Task instructions → Extract every record, keeping each one exactly as it is.

Material provided →
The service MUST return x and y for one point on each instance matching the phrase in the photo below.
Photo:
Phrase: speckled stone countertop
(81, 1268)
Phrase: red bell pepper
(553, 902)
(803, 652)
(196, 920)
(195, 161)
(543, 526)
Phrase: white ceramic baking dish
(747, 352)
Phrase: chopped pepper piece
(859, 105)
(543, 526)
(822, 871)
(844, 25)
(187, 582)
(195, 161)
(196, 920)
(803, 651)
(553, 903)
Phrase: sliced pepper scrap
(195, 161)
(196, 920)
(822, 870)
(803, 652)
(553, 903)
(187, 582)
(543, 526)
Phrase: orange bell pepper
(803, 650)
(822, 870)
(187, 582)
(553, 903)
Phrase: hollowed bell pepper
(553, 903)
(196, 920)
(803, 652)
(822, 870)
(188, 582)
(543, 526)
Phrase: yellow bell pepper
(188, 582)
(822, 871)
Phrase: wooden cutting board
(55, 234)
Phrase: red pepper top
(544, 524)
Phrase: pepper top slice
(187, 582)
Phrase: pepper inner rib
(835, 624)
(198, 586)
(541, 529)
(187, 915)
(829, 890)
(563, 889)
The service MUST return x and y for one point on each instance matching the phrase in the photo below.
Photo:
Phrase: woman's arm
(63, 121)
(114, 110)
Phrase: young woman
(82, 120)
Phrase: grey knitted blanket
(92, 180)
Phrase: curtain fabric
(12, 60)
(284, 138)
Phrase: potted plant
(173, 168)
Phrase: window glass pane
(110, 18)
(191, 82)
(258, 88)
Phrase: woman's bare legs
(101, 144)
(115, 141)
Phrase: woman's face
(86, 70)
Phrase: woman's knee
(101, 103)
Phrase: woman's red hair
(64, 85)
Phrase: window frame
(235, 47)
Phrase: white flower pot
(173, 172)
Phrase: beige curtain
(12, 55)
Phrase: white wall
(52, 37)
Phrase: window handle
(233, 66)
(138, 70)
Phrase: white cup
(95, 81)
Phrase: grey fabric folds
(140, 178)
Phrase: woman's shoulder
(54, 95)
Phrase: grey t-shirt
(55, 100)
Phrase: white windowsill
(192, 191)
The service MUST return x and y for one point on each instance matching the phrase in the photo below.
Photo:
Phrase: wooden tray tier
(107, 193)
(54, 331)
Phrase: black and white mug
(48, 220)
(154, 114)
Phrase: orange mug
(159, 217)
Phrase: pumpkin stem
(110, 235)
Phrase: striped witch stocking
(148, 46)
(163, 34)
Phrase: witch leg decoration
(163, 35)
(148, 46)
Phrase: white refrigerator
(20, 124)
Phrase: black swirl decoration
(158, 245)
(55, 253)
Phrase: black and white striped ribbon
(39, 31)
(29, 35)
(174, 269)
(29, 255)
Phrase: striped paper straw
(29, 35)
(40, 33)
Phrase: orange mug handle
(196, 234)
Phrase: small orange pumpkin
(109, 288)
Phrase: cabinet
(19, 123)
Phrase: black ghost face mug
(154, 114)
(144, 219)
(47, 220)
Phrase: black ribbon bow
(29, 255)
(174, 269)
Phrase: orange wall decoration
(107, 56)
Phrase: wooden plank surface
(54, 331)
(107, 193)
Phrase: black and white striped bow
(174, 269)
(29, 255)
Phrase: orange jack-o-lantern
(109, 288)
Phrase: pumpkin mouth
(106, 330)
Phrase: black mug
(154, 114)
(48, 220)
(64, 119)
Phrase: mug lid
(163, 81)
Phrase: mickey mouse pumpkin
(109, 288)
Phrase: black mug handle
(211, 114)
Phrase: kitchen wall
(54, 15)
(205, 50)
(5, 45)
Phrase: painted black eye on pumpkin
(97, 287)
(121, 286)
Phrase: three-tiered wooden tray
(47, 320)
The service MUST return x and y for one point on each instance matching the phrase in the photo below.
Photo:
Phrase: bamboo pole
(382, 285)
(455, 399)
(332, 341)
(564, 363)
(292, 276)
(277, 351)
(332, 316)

Problem solution →
The service MUST return x and y for one point on each instance matching the phrase in the photo below.
Photo:
Phrase: speckled stone countertop
(81, 1268)
Phrase: red bell pepper
(553, 902)
(803, 652)
(196, 920)
(195, 161)
(543, 526)
Phrase: white ceramic baking dish
(747, 352)
Phrase: chopped pepper piece
(859, 105)
(543, 526)
(822, 871)
(844, 25)
(187, 582)
(195, 161)
(196, 920)
(803, 651)
(553, 903)
Phrase: sliced pepper scrap
(195, 161)
(196, 920)
(822, 870)
(803, 652)
(553, 903)
(187, 582)
(543, 526)
Phrase: orange bell pepper
(803, 650)
(822, 870)
(187, 582)
(553, 903)
Phrase: hollowed bell pepper
(553, 903)
(196, 920)
(803, 652)
(822, 870)
(188, 582)
(543, 526)
Phrase: yellow bell pepper
(188, 582)
(822, 871)
Phrase: wooden cutting board
(55, 234)
Phrase: red pepper top
(544, 524)
Phrase: pepper top slice
(187, 582)
Phrase: pepper inner rib
(835, 624)
(198, 586)
(541, 529)
(187, 915)
(829, 890)
(563, 889)
The service MUST return x and y for one point on each instance matching the phrase in the photo below.
Photo:
Phrase: woman's arm
(63, 121)
(114, 110)
Phrase: young woman
(82, 120)
Phrase: grey knitted blanket
(92, 180)
Phrase: curtain fabric
(12, 60)
(284, 138)
Phrase: potted plant
(173, 168)
Phrase: window glass pane
(110, 18)
(191, 82)
(258, 88)
Phrase: woman's bare legs
(101, 144)
(115, 141)
Phrase: woman's face
(86, 70)
Phrase: woman's knee
(101, 103)
Phrase: woman's red hair
(64, 85)
Phrase: window frame
(235, 47)
Phrase: white flower pot
(173, 172)
Phrase: beige curtain
(12, 55)
Phrase: white wall
(52, 37)
Phrase: window handle
(233, 66)
(138, 70)
Phrase: white cup
(95, 81)
Phrase: grey fabric folds
(140, 178)
Phrase: woman's shoulder
(54, 95)
Phrase: grey t-shirt
(55, 100)
Phrase: white windowsill
(192, 191)
The service MUST return x and y for one point on each instance matching the phrase in the photo below.
Photo:
Phrase: wooden tray tier
(107, 193)
(54, 331)
Phrase: black and white mug
(48, 220)
(154, 114)
Phrase: orange mug
(159, 217)
Phrase: pumpkin stem
(110, 235)
Phrase: striped witch stocking
(148, 46)
(163, 34)
Phrase: witch leg decoration
(163, 35)
(148, 46)
Phrase: white refrigerator
(20, 124)
Phrase: black swirl decoration
(158, 245)
(55, 253)
Phrase: black and white striped ribbon
(39, 31)
(29, 35)
(174, 269)
(29, 255)
Phrase: striped paper straw
(29, 35)
(40, 33)
Phrase: orange mug handle
(196, 234)
Phrase: small orange pumpkin
(109, 288)
Phrase: cabinet
(19, 123)
Phrase: black ghost face mug
(154, 114)
(144, 219)
(47, 220)
Phrase: black ribbon bow
(29, 255)
(174, 269)
Phrase: orange wall decoration
(107, 56)
Phrase: wooden plank surface
(54, 331)
(107, 193)
Phrase: black and white striped bow
(174, 269)
(29, 255)
Phrase: orange jack-o-lantern
(109, 288)
Phrase: pumpkin mouth
(106, 330)
Phrase: black mug
(154, 114)
(48, 220)
(64, 119)
Phrase: mug lid
(163, 81)
Phrase: mickey mouse pumpkin
(109, 288)
Phrase: black mug handle
(211, 114)
Phrase: kitchen wall
(54, 15)
(205, 50)
(5, 45)
Phrase: painted black eye on pumpkin
(97, 287)
(121, 286)
Phrase: three-tiered wooden tray
(47, 320)
The service MUST return x and y for one point on each instance matching the phrase in the photo below.
Photo:
Phrase: bamboo pole
(382, 285)
(455, 399)
(332, 341)
(564, 363)
(292, 276)
(277, 351)
(332, 316)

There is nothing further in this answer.